So Jonathan Lippman wants to move forward with "boldness" ?!?!?

Why don't you move against corruption with such "boldness" ????

Everyone sees right through you, Jonathan- And you too, Ann.

Anonymous said...

OCA wants to move up and at it with all the new technology....but I have documents that say they have been...their employees send Weiner-mails all day long to each other and those outside of OCA..just got some today.
I guess OCA means... STATE COURT BUSINESS RELATED TECHNOLOGY, that the taxpayers demand for their boatload of NY State extractions of their hard working dollars ....and not OCA's unethical business of sending massive obscene pass-a-longs, during work hours on work computers using employee state monikers, going on for years and years and years!

Anonymous said...

More Pfau and Lippman diversion from corruption. Why isn't every court action recorded and available on the internet. Court proceedings are public, except for certain limited areas. Lippman and Pfau do nothing about the massive NY corruption and wasted appellate filings because Judges control transcripts and cover-up corruption and judicial misconduct from the bench. Corrupt vermin, Lippman and Pfau, can not be in charge of anything.

→ **Tasks to perform**:
• A. List every person the court comments name or address.
• B. Write the next part of the court comments, picking up after the final sentence.

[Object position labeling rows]
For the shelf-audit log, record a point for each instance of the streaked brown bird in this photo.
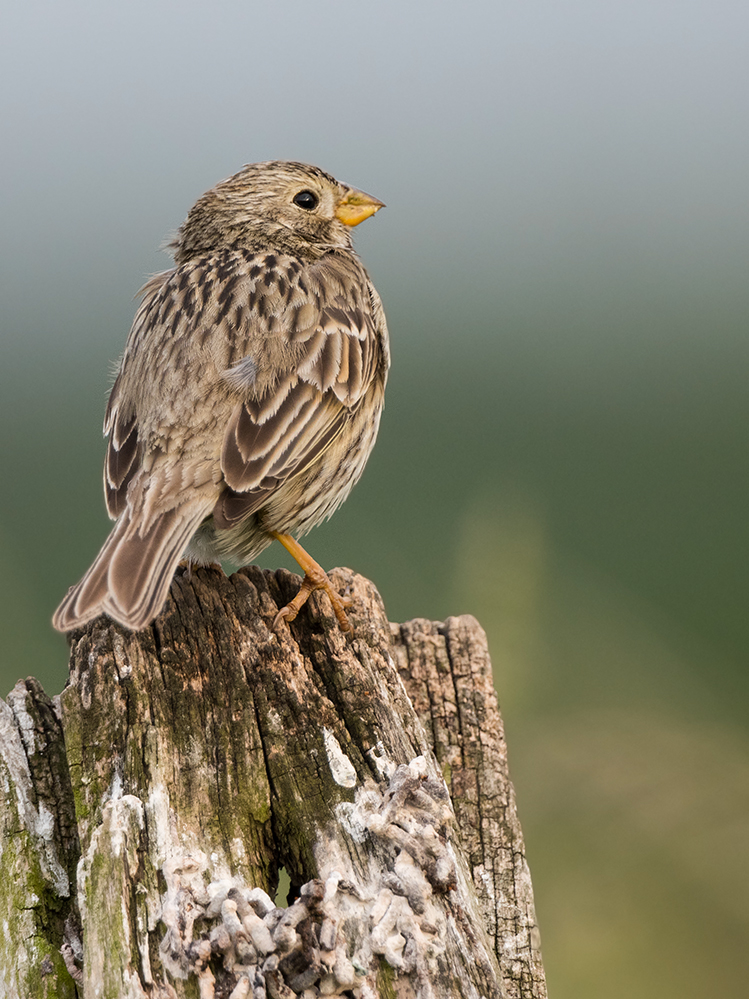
(249, 395)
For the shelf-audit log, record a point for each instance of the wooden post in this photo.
(150, 809)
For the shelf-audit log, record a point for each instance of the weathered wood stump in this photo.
(149, 809)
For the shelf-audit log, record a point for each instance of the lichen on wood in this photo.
(209, 750)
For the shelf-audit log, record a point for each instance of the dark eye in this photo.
(306, 200)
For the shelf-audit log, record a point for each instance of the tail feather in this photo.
(131, 575)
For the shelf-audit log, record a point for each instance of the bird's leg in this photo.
(315, 578)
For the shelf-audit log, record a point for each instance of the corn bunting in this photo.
(249, 395)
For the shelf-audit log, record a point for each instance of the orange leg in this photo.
(315, 578)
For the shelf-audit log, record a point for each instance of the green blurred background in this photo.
(563, 261)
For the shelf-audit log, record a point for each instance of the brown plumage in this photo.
(249, 394)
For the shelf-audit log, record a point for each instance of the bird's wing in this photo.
(124, 447)
(287, 348)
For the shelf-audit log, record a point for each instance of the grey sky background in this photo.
(563, 261)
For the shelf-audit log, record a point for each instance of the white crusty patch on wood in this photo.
(335, 936)
(340, 765)
(19, 742)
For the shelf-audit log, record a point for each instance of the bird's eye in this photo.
(306, 200)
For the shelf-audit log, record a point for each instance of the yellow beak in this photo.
(356, 206)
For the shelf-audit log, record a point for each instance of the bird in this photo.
(248, 397)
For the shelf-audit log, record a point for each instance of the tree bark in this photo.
(150, 809)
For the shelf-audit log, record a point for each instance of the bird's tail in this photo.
(130, 578)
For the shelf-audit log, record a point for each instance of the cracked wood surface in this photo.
(207, 752)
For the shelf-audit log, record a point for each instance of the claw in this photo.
(315, 578)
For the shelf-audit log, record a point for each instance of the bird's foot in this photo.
(315, 578)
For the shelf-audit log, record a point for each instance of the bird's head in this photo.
(286, 206)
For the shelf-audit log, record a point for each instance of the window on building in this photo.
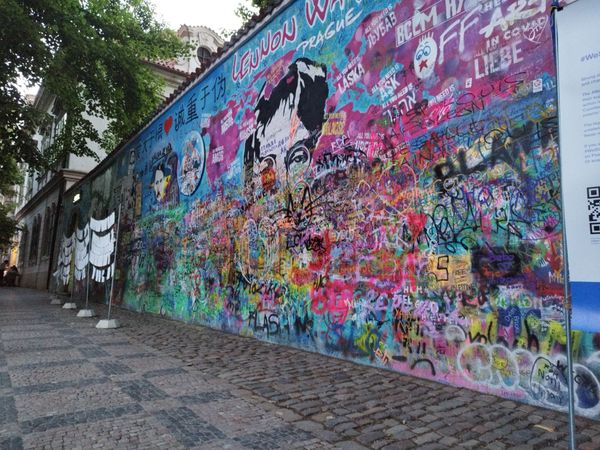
(204, 56)
(23, 245)
(45, 232)
(51, 229)
(35, 240)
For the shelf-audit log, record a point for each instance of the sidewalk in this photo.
(156, 383)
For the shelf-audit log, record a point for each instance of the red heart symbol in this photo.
(168, 123)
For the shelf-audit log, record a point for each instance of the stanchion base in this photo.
(108, 323)
(86, 313)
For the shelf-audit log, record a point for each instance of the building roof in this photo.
(245, 32)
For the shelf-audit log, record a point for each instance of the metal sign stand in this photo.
(87, 312)
(108, 322)
(568, 304)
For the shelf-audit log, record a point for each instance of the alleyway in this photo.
(155, 383)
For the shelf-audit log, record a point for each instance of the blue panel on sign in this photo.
(586, 299)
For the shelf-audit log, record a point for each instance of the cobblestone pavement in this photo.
(156, 383)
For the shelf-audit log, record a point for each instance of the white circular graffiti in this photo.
(193, 163)
(425, 55)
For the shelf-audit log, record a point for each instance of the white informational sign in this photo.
(578, 31)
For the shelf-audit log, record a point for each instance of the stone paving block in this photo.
(45, 356)
(205, 397)
(50, 372)
(92, 352)
(58, 385)
(137, 431)
(164, 372)
(349, 445)
(4, 380)
(112, 368)
(141, 390)
(277, 438)
(8, 411)
(76, 418)
(238, 386)
(11, 443)
(187, 427)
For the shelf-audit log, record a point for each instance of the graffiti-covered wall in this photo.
(376, 181)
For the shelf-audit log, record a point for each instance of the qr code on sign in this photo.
(594, 209)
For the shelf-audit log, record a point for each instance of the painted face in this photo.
(160, 184)
(424, 60)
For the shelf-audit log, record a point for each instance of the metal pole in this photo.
(87, 276)
(568, 304)
(112, 280)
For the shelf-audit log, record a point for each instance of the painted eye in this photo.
(298, 156)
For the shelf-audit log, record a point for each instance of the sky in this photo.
(215, 14)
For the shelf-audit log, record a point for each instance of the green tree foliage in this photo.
(12, 177)
(245, 11)
(90, 54)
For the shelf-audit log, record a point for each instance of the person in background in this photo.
(12, 277)
(3, 268)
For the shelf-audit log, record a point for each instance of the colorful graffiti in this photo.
(373, 180)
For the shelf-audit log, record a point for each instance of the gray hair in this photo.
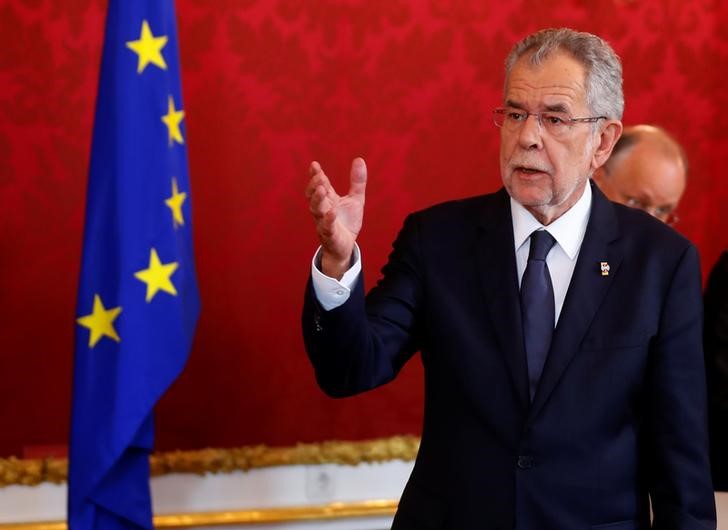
(603, 68)
(659, 137)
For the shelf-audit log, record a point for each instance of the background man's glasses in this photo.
(554, 122)
(664, 213)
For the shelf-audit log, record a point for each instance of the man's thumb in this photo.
(358, 177)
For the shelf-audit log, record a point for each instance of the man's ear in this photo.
(605, 142)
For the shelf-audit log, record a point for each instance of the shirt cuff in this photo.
(330, 292)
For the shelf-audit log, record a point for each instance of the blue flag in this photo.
(138, 301)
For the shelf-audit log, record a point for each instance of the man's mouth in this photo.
(529, 170)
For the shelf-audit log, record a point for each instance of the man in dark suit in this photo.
(560, 333)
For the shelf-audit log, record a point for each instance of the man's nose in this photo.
(530, 135)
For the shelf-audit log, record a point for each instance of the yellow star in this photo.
(157, 276)
(175, 204)
(100, 322)
(148, 48)
(172, 120)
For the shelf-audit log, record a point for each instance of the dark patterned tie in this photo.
(537, 306)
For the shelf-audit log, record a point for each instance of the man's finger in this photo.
(358, 178)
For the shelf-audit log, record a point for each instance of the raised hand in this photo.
(338, 219)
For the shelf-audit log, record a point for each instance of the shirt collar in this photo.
(568, 230)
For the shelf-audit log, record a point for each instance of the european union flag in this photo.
(138, 301)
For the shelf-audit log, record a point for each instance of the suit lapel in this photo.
(585, 294)
(498, 277)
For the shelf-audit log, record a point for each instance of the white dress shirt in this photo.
(568, 231)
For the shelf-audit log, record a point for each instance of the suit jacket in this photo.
(620, 410)
(716, 361)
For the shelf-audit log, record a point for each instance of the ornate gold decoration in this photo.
(335, 510)
(32, 472)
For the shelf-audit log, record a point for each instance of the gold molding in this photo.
(31, 472)
(335, 510)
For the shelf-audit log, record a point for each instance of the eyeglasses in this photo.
(666, 214)
(556, 123)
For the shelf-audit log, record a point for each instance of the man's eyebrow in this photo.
(558, 107)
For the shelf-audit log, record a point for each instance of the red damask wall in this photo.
(268, 86)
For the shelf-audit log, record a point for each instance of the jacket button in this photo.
(525, 462)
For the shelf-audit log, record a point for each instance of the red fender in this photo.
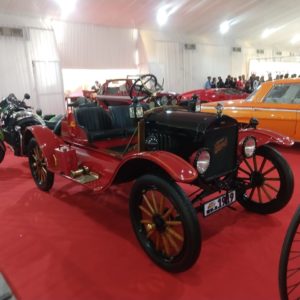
(47, 141)
(179, 169)
(264, 136)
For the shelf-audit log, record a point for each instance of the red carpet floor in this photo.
(74, 244)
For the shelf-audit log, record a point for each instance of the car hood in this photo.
(230, 104)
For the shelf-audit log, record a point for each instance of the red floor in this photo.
(71, 243)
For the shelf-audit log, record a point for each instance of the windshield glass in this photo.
(250, 97)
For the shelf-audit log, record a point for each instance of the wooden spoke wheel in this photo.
(2, 151)
(41, 175)
(268, 181)
(165, 223)
(289, 266)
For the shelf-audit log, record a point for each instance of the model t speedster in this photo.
(162, 149)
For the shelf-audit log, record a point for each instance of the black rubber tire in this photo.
(43, 184)
(140, 88)
(285, 190)
(2, 151)
(283, 277)
(191, 244)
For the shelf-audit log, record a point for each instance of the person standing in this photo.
(213, 84)
(208, 83)
(220, 83)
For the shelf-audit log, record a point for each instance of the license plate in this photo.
(216, 204)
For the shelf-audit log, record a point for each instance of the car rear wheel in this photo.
(289, 265)
(267, 181)
(2, 151)
(165, 223)
(42, 176)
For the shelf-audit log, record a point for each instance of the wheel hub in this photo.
(257, 178)
(159, 223)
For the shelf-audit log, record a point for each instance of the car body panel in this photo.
(277, 116)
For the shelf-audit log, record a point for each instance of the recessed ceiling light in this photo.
(268, 31)
(164, 12)
(66, 6)
(295, 39)
(162, 16)
(224, 27)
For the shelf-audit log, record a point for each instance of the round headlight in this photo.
(164, 100)
(249, 146)
(202, 161)
(174, 101)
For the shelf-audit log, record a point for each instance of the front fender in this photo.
(46, 140)
(139, 163)
(264, 136)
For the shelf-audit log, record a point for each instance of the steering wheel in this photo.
(144, 87)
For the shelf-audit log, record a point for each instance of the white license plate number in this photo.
(216, 204)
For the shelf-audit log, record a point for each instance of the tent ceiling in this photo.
(195, 17)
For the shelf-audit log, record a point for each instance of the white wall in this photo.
(30, 64)
(83, 46)
(184, 70)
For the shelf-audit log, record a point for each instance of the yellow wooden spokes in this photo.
(169, 238)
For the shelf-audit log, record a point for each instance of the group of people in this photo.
(241, 83)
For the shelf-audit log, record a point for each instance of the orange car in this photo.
(275, 104)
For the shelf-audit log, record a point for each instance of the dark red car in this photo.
(212, 95)
(144, 87)
(161, 151)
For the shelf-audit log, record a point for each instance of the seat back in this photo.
(93, 118)
(120, 117)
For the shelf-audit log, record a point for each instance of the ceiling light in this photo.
(66, 6)
(295, 39)
(224, 27)
(163, 14)
(268, 31)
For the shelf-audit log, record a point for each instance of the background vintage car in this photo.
(275, 104)
(212, 95)
(121, 91)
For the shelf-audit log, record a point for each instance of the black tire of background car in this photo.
(46, 183)
(286, 184)
(191, 243)
(140, 87)
(292, 235)
(2, 151)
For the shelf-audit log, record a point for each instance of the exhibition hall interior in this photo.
(149, 149)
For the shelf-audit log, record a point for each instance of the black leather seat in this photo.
(121, 118)
(97, 123)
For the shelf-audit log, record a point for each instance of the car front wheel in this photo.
(42, 176)
(267, 181)
(2, 151)
(165, 223)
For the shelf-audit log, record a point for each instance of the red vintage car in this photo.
(145, 87)
(161, 150)
(212, 95)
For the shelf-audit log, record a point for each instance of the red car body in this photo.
(212, 95)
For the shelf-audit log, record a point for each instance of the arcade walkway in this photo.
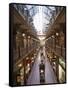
(34, 77)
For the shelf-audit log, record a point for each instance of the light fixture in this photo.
(18, 32)
(32, 58)
(52, 36)
(27, 58)
(28, 36)
(57, 34)
(20, 65)
(23, 34)
(55, 56)
(28, 64)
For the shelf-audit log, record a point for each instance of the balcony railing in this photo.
(60, 51)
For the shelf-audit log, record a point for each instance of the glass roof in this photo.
(41, 17)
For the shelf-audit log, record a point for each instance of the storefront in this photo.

→ **Task-by-task results**:
• A. Jonathan Lippman, Ann, Pfau

• B.
Anonymous said...

This Pfau is a clerk! Use the internet! Where has she been? Will this make it harder or easier to loose the files, a favorite dirty trick of the scum in the courts when they can't figure any other way to screw you? But Pfau/Lippman know all this only too well!

Jail4Judges said...

All Pfau is doing is playing with paper. Look at her ethics forms they make interesting reading.

Anonymous said...

hear no evil/corruption - see no evil/corrution and speak no evil/corruption and therefore there will be NO CORRUPTION and don't forget it!!!

court insider said...

Pfau is an empty skirt who does what she is told by her masters! This is really Lippman and the people behind him, it's all a big con! Don't get taken in by it!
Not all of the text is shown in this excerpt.